Pointing and labeling entries =>
<<<<

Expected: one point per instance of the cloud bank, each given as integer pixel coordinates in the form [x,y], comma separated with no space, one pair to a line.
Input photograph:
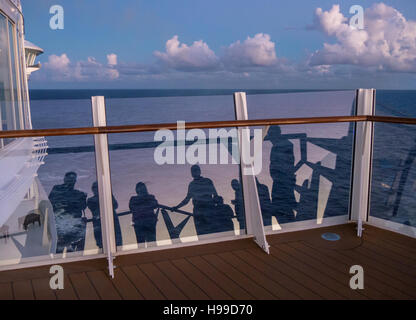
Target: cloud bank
[387,42]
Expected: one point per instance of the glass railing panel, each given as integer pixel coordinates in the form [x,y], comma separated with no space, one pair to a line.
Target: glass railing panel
[49,113]
[393,184]
[49,204]
[161,204]
[306,171]
[131,111]
[301,104]
[306,175]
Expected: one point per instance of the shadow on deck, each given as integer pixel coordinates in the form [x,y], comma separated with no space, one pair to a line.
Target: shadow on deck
[301,266]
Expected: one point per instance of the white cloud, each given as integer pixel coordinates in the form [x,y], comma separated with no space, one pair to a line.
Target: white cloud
[182,57]
[112,59]
[258,51]
[58,63]
[60,68]
[387,42]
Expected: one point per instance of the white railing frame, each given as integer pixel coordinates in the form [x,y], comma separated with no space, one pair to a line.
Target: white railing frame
[104,182]
[362,161]
[253,214]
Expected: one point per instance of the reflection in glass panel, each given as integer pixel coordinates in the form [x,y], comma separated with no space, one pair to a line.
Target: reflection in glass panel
[8,121]
[306,172]
[47,201]
[163,204]
[393,183]
[15,92]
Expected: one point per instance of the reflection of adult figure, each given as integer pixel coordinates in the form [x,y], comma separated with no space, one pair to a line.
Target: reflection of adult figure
[223,215]
[93,204]
[238,203]
[282,171]
[68,206]
[144,218]
[202,192]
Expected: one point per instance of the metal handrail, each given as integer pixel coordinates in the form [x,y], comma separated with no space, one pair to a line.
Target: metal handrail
[199,125]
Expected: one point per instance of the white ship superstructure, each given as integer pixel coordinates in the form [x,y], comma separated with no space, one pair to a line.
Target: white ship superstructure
[19,158]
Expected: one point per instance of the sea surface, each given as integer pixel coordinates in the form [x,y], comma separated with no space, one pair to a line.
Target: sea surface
[319,156]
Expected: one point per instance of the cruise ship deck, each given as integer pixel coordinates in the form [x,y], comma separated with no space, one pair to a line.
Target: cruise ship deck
[301,266]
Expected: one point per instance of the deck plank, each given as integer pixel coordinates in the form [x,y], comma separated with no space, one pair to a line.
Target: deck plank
[268,283]
[83,287]
[191,290]
[370,278]
[229,286]
[301,266]
[103,285]
[210,288]
[68,293]
[162,282]
[259,263]
[125,287]
[23,290]
[337,273]
[239,277]
[142,283]
[381,272]
[374,252]
[320,271]
[275,261]
[42,289]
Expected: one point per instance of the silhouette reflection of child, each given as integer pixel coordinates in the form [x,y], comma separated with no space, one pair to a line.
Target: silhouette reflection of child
[144,218]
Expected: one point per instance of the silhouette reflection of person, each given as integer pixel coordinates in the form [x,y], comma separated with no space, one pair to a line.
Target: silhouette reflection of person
[202,192]
[238,203]
[142,207]
[223,215]
[93,204]
[68,205]
[282,171]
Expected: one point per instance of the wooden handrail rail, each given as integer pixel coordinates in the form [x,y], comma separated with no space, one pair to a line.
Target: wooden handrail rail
[198,125]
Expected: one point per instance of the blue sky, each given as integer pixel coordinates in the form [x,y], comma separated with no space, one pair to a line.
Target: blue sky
[124,44]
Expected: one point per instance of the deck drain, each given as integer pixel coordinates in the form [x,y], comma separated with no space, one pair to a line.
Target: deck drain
[331,236]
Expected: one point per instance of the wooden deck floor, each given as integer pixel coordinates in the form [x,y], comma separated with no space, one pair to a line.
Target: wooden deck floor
[301,266]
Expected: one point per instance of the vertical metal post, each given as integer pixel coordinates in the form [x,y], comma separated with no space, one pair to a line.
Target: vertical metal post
[254,218]
[363,149]
[104,182]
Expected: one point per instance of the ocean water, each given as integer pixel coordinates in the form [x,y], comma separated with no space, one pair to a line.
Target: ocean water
[315,159]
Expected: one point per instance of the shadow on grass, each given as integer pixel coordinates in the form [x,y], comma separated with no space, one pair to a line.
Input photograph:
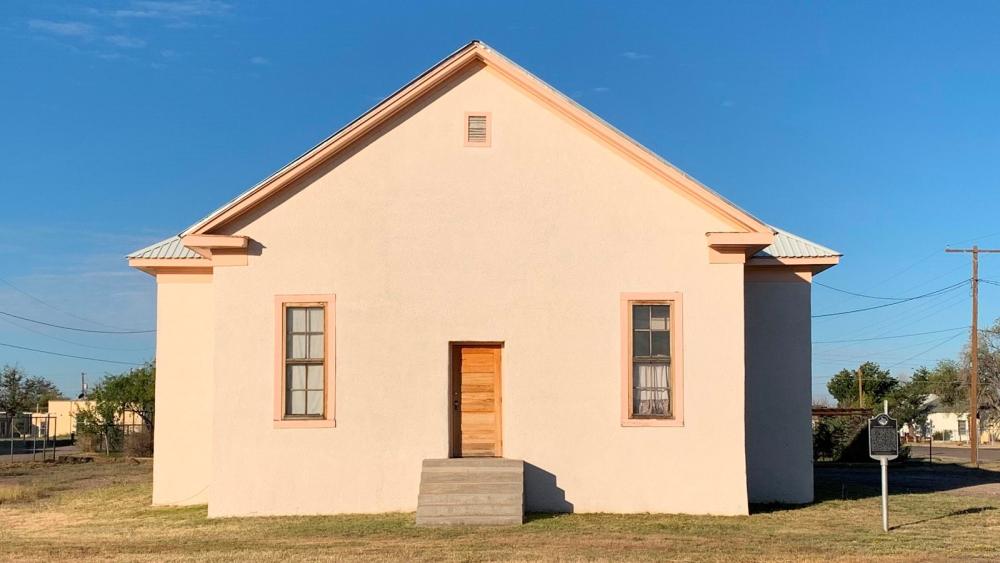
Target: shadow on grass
[976,510]
[859,481]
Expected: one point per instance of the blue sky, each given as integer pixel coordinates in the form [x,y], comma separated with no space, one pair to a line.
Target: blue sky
[871,128]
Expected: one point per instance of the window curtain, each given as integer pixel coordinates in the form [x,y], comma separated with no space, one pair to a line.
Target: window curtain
[652,390]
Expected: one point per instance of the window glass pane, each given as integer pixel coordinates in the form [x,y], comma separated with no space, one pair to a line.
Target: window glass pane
[315,402]
[316,319]
[640,342]
[296,377]
[315,377]
[296,319]
[640,316]
[660,314]
[297,402]
[296,346]
[316,346]
[650,390]
[661,343]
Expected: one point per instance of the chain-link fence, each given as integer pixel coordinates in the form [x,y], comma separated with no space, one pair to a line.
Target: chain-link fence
[31,437]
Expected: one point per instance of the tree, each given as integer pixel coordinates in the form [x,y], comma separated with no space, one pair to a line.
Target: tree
[38,391]
[876,385]
[909,400]
[12,397]
[134,390]
[948,381]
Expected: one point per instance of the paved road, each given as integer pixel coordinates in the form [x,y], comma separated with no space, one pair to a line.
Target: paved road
[859,482]
[985,454]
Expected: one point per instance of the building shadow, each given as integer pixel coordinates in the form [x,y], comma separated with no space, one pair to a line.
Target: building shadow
[542,493]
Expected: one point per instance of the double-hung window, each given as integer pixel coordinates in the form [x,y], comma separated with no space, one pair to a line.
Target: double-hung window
[652,386]
[303,378]
[304,361]
[651,360]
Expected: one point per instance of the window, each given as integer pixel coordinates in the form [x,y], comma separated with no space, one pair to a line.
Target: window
[651,360]
[303,375]
[304,352]
[652,386]
[477,129]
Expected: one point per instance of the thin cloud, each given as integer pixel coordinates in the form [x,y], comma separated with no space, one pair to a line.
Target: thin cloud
[63,29]
[635,56]
[125,41]
[171,10]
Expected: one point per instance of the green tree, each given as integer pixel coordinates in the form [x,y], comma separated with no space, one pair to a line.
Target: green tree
[38,391]
[12,397]
[876,385]
[909,400]
[948,382]
[134,390]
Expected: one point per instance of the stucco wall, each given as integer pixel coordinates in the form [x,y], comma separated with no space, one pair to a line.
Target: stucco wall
[529,242]
[183,430]
[779,390]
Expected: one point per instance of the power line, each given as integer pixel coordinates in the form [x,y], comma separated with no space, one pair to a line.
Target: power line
[69,355]
[938,345]
[75,328]
[857,294]
[54,337]
[53,307]
[905,300]
[889,337]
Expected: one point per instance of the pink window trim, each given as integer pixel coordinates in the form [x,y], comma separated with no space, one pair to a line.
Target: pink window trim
[489,129]
[330,360]
[676,359]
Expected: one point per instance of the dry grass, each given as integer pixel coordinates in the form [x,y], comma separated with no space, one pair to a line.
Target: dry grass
[101,511]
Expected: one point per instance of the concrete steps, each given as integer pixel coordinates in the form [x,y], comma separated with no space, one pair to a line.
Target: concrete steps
[471,492]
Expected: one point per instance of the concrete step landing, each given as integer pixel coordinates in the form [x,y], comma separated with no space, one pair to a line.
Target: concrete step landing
[471,492]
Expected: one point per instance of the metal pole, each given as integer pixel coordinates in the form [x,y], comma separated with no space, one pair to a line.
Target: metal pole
[885,494]
[45,439]
[974,376]
[884,462]
[861,397]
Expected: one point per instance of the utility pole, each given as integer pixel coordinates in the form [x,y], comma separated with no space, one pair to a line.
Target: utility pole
[861,397]
[974,350]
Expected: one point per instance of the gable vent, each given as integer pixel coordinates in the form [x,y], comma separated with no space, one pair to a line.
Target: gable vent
[477,131]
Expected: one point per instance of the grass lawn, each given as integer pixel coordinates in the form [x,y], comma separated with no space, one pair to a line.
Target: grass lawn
[102,510]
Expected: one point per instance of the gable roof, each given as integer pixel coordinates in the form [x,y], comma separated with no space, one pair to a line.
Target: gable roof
[477,51]
[788,245]
[168,248]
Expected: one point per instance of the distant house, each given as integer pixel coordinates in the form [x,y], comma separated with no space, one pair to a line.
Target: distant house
[945,423]
[479,267]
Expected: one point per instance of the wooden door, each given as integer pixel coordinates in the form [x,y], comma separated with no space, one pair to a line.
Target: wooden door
[475,400]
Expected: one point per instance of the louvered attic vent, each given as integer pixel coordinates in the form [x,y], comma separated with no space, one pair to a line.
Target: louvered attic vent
[477,131]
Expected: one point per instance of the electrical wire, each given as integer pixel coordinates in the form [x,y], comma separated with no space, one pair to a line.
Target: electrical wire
[906,300]
[69,355]
[889,337]
[76,328]
[54,337]
[857,294]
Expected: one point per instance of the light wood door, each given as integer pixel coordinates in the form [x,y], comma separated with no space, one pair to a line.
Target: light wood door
[475,395]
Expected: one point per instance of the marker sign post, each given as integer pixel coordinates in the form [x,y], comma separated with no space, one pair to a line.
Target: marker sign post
[883,445]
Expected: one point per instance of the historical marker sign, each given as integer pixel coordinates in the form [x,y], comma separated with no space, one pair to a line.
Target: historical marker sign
[883,437]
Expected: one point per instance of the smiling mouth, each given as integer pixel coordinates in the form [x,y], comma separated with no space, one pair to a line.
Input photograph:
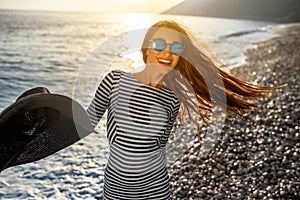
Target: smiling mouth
[164,62]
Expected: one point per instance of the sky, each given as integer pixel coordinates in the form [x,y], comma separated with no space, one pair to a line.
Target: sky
[111,6]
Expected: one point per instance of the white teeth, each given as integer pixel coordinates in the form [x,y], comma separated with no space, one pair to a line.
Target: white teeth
[164,61]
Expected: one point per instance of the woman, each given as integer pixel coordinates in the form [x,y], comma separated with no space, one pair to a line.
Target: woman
[142,108]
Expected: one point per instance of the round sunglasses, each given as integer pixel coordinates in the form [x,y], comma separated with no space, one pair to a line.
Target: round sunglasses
[161,45]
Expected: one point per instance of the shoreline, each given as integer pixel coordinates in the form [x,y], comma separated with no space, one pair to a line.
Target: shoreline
[260,157]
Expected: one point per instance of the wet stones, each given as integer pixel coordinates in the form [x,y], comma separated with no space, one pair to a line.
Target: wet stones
[254,159]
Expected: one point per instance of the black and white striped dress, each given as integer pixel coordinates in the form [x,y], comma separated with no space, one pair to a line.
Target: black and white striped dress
[139,121]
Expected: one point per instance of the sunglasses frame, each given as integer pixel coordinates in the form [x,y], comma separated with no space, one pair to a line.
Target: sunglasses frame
[166,45]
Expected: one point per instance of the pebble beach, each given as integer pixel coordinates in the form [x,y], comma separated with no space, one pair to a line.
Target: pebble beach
[257,158]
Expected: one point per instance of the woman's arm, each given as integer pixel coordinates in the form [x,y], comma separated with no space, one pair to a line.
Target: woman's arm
[101,100]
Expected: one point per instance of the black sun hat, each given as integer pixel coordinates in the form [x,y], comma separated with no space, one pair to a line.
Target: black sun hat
[39,124]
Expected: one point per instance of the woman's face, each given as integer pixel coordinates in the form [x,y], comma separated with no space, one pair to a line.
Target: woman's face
[163,60]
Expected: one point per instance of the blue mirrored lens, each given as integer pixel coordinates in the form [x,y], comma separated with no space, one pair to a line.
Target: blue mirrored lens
[159,45]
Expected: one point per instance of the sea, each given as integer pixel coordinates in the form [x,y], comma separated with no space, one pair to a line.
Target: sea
[69,52]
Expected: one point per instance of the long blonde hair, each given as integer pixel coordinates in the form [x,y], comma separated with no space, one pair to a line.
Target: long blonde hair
[199,83]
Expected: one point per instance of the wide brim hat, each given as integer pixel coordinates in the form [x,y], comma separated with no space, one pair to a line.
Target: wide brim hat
[38,125]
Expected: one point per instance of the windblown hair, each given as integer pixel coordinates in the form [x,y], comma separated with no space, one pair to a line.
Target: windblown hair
[199,83]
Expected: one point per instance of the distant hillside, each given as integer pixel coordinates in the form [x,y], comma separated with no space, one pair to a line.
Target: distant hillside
[265,10]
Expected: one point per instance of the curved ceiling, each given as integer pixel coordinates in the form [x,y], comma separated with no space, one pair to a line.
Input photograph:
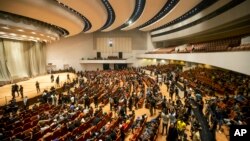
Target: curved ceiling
[93,10]
[123,10]
[148,13]
[53,14]
[180,9]
[70,17]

>>>>

Given exercise => Only the lines from the line with "Expected: one point per instance of the long" to the end of the records should be repeated, exactly and without pictures.

Task result =>
Expected: one point per instance of the long blonde hair, each given as integer pixel coordinates in the form [x,y], comma separated with no space, one pair to a line.
Target: long blonde hair
[199,83]
Expected: one point per instance of the wide brim hat, each given as integer pixel coordinates in the form [x,y], comma separated with no space, one pair to a line.
Target: wide brim hat
[38,125]
Expected: one point per instance of the windblown hair, each given as integer pixel coordinates in the form [x,y], comma separated with no space, one pair to a line.
Target: windblown hair
[199,83]
Expected: one point per instance of the distant hillside, each given as integer pixel coordinates in the form [x,y], comma separated with no space, one pair to a line.
Target: distant hillside
[265,10]
Expected: one point per instance of the curved ceiling, each given as integer pixel coordinates in the form [x,y], comma separated with no space, one pair to a line.
Input photograph:
Target: curved ceiling
[93,10]
[123,10]
[148,13]
[53,14]
[180,9]
[70,17]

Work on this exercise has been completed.